Display every line in the rows below that contains the string "window", copying each line unchanged.

DATA TO USE:
--

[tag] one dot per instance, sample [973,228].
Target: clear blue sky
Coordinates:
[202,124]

--

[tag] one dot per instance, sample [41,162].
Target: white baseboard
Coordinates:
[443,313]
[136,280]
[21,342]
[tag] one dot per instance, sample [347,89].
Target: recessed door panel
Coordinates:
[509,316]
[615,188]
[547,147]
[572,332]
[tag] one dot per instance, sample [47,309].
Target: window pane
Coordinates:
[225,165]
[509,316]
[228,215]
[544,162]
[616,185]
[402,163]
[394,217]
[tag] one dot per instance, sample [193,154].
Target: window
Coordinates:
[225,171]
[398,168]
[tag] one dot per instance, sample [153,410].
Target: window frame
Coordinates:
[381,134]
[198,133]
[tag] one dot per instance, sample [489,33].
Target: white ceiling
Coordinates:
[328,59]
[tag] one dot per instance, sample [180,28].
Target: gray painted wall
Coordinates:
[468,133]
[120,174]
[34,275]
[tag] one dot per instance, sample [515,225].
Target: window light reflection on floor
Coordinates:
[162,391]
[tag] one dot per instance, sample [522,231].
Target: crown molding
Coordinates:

--

WRITTEN SOLUTION:
Target: window pane
Target: window
Target: window frame
Target: window light reflection on floor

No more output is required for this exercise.